**Set problem:**
Count how many lines of the data below contain the string "jacket", matching case exactly, and reply with that number alone.
######
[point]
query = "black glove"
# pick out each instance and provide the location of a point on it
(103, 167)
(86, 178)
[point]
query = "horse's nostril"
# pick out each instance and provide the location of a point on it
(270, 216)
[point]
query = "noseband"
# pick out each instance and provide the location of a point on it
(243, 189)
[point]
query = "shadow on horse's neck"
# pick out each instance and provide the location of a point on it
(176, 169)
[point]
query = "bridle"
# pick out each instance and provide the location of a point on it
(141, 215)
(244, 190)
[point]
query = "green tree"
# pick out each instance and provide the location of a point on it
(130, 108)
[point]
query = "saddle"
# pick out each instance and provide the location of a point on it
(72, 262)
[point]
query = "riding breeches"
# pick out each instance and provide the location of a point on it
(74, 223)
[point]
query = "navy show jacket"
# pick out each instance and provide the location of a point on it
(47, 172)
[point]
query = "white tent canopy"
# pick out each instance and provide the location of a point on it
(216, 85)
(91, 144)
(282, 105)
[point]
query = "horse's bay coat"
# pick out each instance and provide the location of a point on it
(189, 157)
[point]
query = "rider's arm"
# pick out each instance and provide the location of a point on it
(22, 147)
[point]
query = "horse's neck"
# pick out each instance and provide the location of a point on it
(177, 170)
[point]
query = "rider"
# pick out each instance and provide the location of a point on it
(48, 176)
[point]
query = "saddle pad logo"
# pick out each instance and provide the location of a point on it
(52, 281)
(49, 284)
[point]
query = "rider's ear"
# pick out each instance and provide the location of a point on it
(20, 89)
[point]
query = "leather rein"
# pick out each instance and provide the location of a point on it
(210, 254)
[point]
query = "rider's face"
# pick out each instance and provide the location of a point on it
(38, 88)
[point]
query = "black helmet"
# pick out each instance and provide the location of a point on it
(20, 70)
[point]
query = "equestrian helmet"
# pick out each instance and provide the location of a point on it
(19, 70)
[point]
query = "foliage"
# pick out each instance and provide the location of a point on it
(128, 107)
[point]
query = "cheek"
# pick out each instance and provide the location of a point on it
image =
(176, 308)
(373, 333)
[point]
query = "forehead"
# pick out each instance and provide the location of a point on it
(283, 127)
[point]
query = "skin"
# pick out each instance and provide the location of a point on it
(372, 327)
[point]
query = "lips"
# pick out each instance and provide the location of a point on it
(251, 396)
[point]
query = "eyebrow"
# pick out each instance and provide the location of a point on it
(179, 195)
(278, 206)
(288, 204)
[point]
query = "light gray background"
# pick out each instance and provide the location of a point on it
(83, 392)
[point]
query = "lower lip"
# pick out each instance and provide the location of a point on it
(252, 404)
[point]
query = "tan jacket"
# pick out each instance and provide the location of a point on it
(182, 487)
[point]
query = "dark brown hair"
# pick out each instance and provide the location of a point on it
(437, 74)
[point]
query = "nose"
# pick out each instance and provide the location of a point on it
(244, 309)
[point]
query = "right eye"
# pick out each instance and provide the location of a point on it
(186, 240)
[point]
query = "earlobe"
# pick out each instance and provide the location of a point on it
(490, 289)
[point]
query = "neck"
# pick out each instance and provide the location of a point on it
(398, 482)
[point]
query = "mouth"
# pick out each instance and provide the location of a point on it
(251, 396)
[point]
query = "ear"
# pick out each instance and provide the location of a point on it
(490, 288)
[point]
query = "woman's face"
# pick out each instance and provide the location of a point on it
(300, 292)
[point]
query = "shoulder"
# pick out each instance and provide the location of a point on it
######
**Full answer:**
2